**Your task**
Convert the lines below into a JSON array of strings, with one string for each line. Skip blank lines, and leave the pictures out of the output.
────
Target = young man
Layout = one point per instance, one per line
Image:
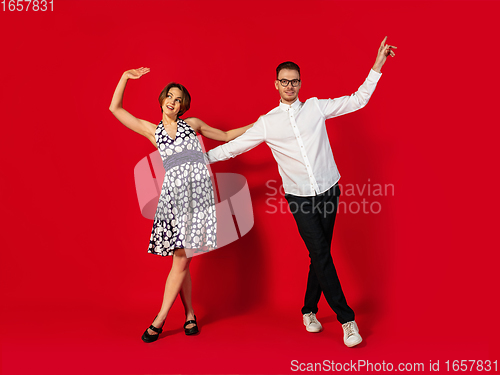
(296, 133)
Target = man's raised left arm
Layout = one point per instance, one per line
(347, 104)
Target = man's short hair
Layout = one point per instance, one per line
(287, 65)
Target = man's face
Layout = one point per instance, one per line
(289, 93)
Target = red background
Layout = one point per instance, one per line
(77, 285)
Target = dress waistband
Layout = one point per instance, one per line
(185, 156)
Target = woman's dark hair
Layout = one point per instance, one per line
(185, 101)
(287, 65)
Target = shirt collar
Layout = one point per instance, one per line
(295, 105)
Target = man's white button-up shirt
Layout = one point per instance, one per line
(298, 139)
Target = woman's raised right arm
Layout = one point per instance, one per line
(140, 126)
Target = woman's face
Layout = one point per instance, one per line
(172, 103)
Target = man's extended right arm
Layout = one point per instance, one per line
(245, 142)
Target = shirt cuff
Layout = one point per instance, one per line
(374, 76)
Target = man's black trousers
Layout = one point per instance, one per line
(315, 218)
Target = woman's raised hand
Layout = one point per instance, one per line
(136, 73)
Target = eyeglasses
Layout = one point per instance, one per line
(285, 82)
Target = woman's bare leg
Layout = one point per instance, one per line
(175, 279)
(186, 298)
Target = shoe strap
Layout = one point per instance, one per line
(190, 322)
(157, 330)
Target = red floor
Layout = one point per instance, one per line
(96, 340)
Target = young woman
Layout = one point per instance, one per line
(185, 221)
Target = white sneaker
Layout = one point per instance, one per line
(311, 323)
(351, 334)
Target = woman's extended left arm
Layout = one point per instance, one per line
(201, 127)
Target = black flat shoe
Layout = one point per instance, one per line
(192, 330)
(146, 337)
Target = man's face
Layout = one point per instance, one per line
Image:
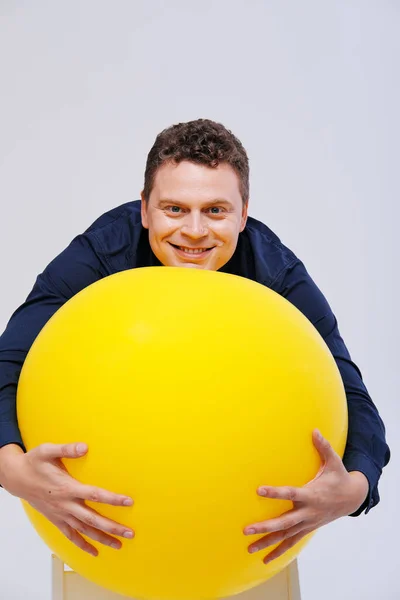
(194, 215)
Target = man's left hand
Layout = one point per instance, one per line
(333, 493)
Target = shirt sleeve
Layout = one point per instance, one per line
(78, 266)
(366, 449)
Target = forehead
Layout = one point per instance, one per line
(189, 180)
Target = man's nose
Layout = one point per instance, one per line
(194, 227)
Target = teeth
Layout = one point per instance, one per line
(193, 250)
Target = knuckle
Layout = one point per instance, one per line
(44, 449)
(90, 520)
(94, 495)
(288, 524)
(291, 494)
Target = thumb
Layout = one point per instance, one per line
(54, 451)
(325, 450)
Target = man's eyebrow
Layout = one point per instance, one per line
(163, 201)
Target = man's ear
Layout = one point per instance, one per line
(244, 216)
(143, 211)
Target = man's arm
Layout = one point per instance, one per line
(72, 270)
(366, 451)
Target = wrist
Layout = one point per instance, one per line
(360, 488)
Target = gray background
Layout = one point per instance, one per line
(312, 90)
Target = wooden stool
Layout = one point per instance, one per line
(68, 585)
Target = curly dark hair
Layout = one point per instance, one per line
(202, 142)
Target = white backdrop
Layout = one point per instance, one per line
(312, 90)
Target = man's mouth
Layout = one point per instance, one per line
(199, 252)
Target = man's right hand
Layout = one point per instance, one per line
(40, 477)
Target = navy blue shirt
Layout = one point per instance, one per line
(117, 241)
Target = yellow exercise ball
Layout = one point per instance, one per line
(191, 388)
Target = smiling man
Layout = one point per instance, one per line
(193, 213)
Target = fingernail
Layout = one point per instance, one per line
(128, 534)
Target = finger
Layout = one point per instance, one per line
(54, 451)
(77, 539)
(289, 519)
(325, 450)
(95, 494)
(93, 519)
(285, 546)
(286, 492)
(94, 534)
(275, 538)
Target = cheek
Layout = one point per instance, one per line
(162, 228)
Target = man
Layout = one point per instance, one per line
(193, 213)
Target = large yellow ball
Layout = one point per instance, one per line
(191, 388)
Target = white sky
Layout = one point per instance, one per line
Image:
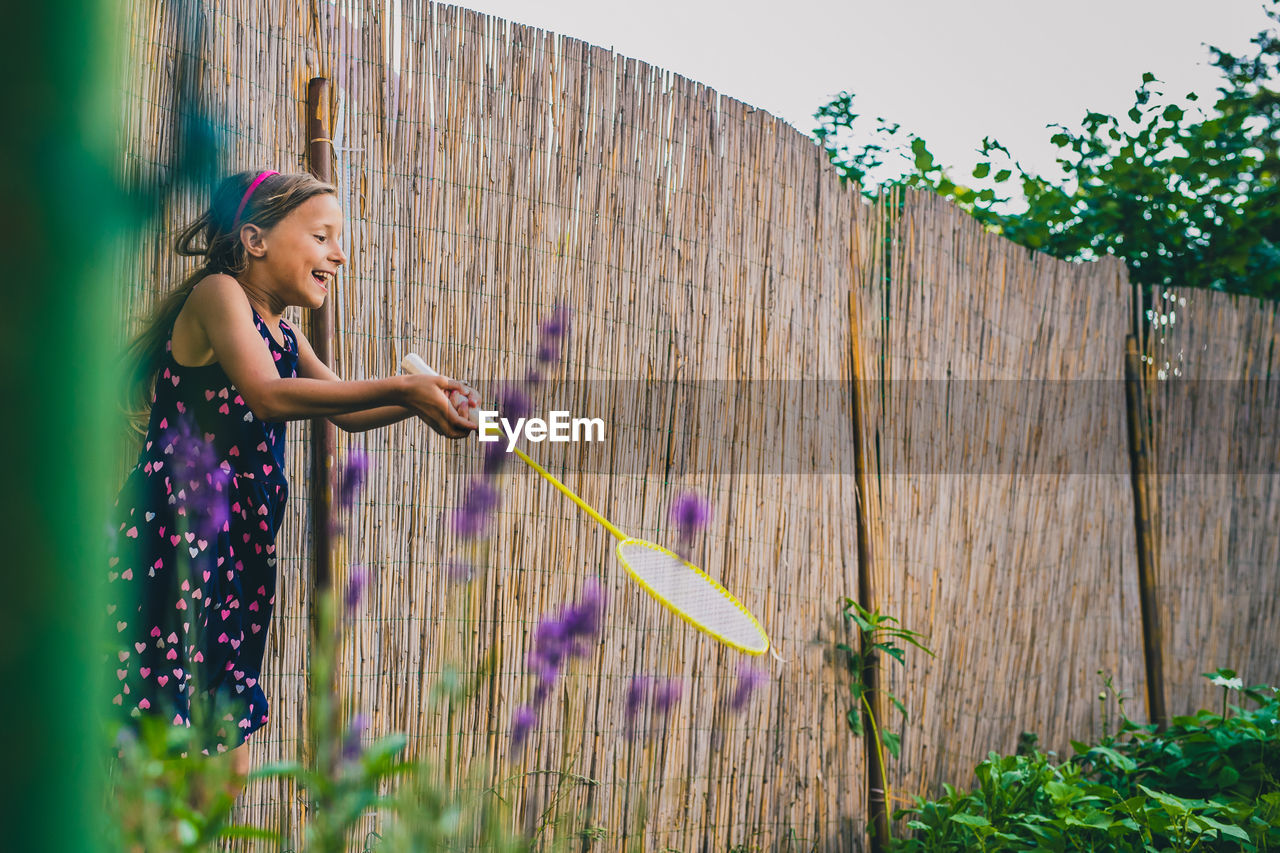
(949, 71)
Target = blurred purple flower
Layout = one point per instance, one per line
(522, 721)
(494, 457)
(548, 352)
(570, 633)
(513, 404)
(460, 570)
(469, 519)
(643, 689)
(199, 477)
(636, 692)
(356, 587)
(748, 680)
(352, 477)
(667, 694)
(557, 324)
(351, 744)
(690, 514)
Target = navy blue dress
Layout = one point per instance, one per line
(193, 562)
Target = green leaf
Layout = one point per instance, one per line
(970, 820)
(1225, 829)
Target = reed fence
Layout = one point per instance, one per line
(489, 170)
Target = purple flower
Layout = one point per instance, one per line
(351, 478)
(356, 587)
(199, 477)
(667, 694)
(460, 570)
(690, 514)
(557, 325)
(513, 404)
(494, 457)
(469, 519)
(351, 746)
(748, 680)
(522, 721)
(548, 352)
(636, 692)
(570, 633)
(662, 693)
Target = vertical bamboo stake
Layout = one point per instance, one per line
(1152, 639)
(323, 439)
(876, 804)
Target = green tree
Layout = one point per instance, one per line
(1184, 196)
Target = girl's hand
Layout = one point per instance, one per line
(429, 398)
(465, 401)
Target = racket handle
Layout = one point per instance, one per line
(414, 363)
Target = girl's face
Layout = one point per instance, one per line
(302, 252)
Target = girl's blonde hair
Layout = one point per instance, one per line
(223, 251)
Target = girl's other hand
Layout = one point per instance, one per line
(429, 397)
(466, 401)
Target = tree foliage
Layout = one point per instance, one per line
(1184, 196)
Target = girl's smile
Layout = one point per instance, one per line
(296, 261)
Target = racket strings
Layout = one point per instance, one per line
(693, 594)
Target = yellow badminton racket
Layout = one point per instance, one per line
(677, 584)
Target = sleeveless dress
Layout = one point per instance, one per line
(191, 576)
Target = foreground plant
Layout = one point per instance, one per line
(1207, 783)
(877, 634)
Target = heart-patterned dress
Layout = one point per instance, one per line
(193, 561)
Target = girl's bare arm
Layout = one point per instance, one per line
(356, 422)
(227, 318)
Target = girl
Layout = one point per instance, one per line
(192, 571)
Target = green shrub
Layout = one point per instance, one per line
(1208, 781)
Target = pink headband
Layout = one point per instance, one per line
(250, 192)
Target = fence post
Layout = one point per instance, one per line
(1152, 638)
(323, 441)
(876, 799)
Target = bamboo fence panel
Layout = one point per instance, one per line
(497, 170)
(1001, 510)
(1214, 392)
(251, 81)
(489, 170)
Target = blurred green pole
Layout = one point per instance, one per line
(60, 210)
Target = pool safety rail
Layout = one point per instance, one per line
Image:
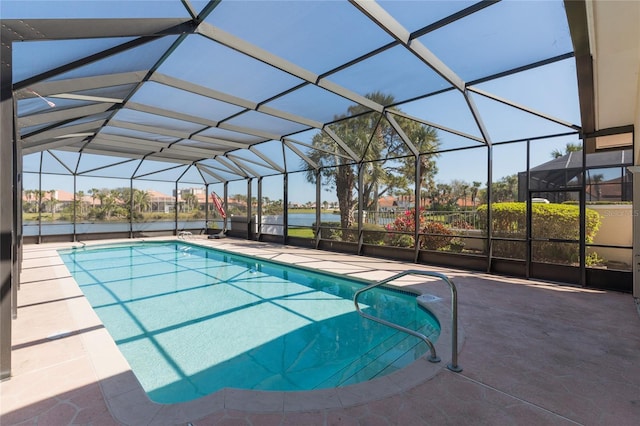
────
**Solution for this task**
[
  "Target = young man",
  "Layout = one point per instance, one per line",
  "Image:",
  "(296, 133)",
  "Target = man's raised left arm",
  "Layout = one point per instance, one per line",
  "(347, 104)",
  "Target = man's short hair",
  "Layout = one point per instance, one per line",
  "(287, 65)",
  "Target = man's face",
  "Layout = one point per instance, one per line",
  "(289, 93)",
  "Target = red background",
  "Layout = one point per instance, one per line",
  "(77, 285)",
  "Target = dress waistband",
  "Layout = one point per instance, one per line",
  "(185, 156)",
  "Target = woman's dark hair",
  "Layout = one point per instance, one per line",
  "(185, 101)",
  "(287, 65)",
  "Target = shirt collar",
  "Layout = one point per instance, one per line",
  "(295, 105)",
  "Target = man's white button-up shirt",
  "Layout = one point per instance, one per line",
  "(298, 139)",
  "Target = woman's raised right arm",
  "Layout = one point per instance, one per line",
  "(140, 126)",
  "Target = woman's face",
  "Layout = one point per instance, one per line",
  "(172, 103)",
  "Target = man's extended right arm",
  "Layout = one point per instance, one per line",
  "(245, 142)",
  "Target = shirt cuff",
  "Layout = one point per instance, one per line",
  "(374, 76)",
  "Target = man's black trousers",
  "Layout = one point per instance, one per line",
  "(315, 218)",
  "Target = woman's raised hand",
  "Layout = one point per instance, one per line",
  "(136, 73)",
  "Target = eyeglasses",
  "Layout = one point per instance, one per line",
  "(285, 82)",
  "Target = woman's bare leg",
  "Layout = one point per instance, one per line",
  "(175, 279)",
  "(186, 298)",
  "Target = shoe strap",
  "Layout = one point per instance, one per line",
  "(190, 322)",
  "(157, 330)",
  "Target = red floor",
  "Layout = one point per instance, one per line",
  "(96, 340)",
  "Target = young woman",
  "Layout = one point per instance, one per line",
  "(185, 221)",
  "Target = white sneaker",
  "Layout = one point per instance, one per line",
  "(311, 323)",
  "(351, 334)",
  "Target = woman's extended left arm",
  "Layout = one point per instance, one per line",
  "(201, 127)",
  "Target = black flat shoe",
  "Layout = one point per instance, one per line",
  "(192, 330)",
  "(146, 337)",
  "Target = man's face",
  "Layout = one point per instance, one per line",
  "Image:",
  "(194, 215)",
  "Target = man's left hand",
  "Layout = one point per instance, one per line",
  "(333, 493)",
  "Target = shirt sleeve",
  "Layout = one point per instance, one per line",
  "(78, 266)",
  "(366, 449)",
  "Target = forehead",
  "Layout = one point per instance, one per line",
  "(189, 180)",
  "Target = man's nose",
  "Layout = one point per instance, one per line",
  "(194, 227)",
  "Target = teeth",
  "Layout = one point per instance, one per line",
  "(193, 250)",
  "Target = knuckle",
  "Layout = one point per instance, one per line",
  "(44, 449)",
  "(90, 520)",
  "(94, 495)",
  "(288, 524)",
  "(291, 494)",
  "Target = thumb",
  "Layout = one point per instance, one per line",
  "(54, 451)",
  "(325, 450)",
  "Target = man's eyebrow",
  "Layout = one point per instance, one per line",
  "(163, 201)",
  "Target = man's ear",
  "Layout = one point per instance, one per line",
  "(244, 216)",
  "(143, 211)",
  "Target = man's arm",
  "Layout = one point per instance, one per line",
  "(72, 270)",
  "(366, 451)",
  "Target = wrist",
  "Layout = one point per instance, one per line",
  "(360, 488)",
  "Target = gray background",
  "Layout = one point per instance, one per line",
  "(312, 90)",
  "Target = wooden stool",
  "Layout = one point per instance, one per line",
  "(68, 585)",
  "Target = curly dark hair",
  "Layout = one point per instance, one per line",
  "(202, 142)",
  "Target = white backdrop",
  "Layout = one point per instance, one per line",
  "(312, 90)",
  "Target = man's mouth",
  "Layout = one point per instance, one per line",
  "(199, 252)",
  "Target = man's right hand",
  "Layout = one point per instance, one per line",
  "(40, 477)",
  "Target = navy blue shirt",
  "Layout = one point per instance, one per line",
  "(117, 241)",
  "Target = yellow exercise ball",
  "Layout = one point per instance, one per line",
  "(191, 388)",
  "Target = smiling man",
  "Layout = one point per instance, one per line",
  "(193, 213)",
  "Target = fingernail",
  "Layout = one point per instance, one per line",
  "(128, 534)",
  "Target = finger",
  "Layout = one point per instance, one per line",
  "(54, 451)",
  "(77, 539)",
  "(289, 519)",
  "(325, 450)",
  "(95, 494)",
  "(93, 519)",
  "(285, 546)",
  "(286, 492)",
  "(94, 534)",
  "(275, 538)",
  "Target = cheek",
  "Layout = one point per instance, one per line",
  "(162, 228)",
  "Target = man",
  "Layout = one point per instance, one per line",
  "(193, 213)",
  "Target = large yellow ball",
  "Layout = one point per instance, one per line",
  "(191, 388)",
  "Target = white sky",
  "Layout = one point per instance, one per line",
  "Image:",
  "(949, 71)",
  "Target = blurred purple flower",
  "Layout = one point per instance, one per line",
  "(522, 721)",
  "(494, 457)",
  "(548, 352)",
  "(570, 633)",
  "(513, 404)",
  "(460, 570)",
  "(469, 519)",
  "(643, 689)",
  "(199, 477)",
  "(636, 692)",
  "(356, 587)",
  "(748, 680)",
  "(352, 477)",
  "(667, 694)",
  "(557, 324)",
  "(351, 744)",
  "(690, 514)",
  "Target = navy blue dress",
  "Layout = one point per instance, one per line",
  "(193, 562)",
  "Target = green leaf",
  "Layout = one point per instance, one per line",
  "(970, 820)",
  "(1225, 829)",
  "Target = reed fence",
  "Layout = one point per instance, one per line",
  "(489, 170)",
  "Target = purple flower",
  "Layout = one point per instance, one per line",
  "(351, 478)",
  "(356, 587)",
  "(199, 477)",
  "(667, 694)",
  "(460, 570)",
  "(690, 514)",
  "(557, 325)",
  "(513, 404)",
  "(494, 457)",
  "(469, 519)",
  "(351, 746)",
  "(748, 680)",
  "(522, 721)",
  "(548, 352)",
  "(636, 692)",
  "(570, 633)",
  "(662, 693)",
  "Target = vertical bamboo stake",
  "Layout = one point per instance, one per line",
  "(1152, 639)",
  "(323, 439)",
  "(876, 804)",
  "Target = green tree",
  "Layout = one point per instance, one per line",
  "(1184, 196)",
  "Target = girl's hand",
  "Layout = one point per instance, one per line",
  "(429, 398)",
  "(465, 401)",
  "Target = racket handle",
  "Layout = one point per instance, one per line",
  "(414, 363)",
  "Target = girl's face",
  "Layout = one point per instance, one per line",
  "(302, 252)",
  "Target = girl's blonde hair",
  "Layout = one point per instance, one per line",
  "(223, 251)",
  "Target = girl's other hand",
  "Layout = one point per instance, one per line",
  "(429, 397)",
  "(466, 401)",
  "Target = tree foliage",
  "Layout = one point per instance, one per line",
  "(1184, 196)",
  "Target = girl's smile",
  "Layout = one point per instance, one per line",
  "(296, 261)",
  "Target = racket strings",
  "Layout = one point per instance, one per line",
  "(693, 594)",
  "Target = yellow badminton racket",
  "Layout = one point per instance, one per line",
  "(677, 584)",
  "Target = sleeveless dress",
  "Layout = one point per instance, one per line",
  "(191, 576)",
  "Target = foreground plant",
  "Layout = one point per instance, one per line",
  "(1207, 783)",
  "(877, 634)",
  "Target = heart-patterned dress",
  "Layout = one point per instance, one per line",
  "(193, 561)",
  "Target = girl's bare arm",
  "Layout = one point per instance, one per line",
  "(356, 422)",
  "(227, 318)",
  "Target = girl",
  "Layout = one point per instance, one per line",
  "(192, 571)",
  "Target = green shrub",
  "Layout = one point per instance, one per line",
  "(1208, 781)",
  "Target = pink headband",
  "Layout = one point per instance, one per line",
  "(250, 192)",
  "Target = fence post",
  "Layout = one point per instance, one per line",
  "(1152, 638)",
  "(323, 441)",
  "(876, 799)",
  "Target = bamboo fence panel",
  "Layout = one point per instance, one per line",
  "(497, 170)",
  "(1001, 510)",
  "(1214, 392)",
  "(251, 81)",
  "(489, 170)",
  "Target = blurred green pole",
  "Layout = one point per instance, one per line",
  "(60, 210)",
  "Target = pool safety rail",
  "Layout = one point per instance, one per line",
  "Image:"
]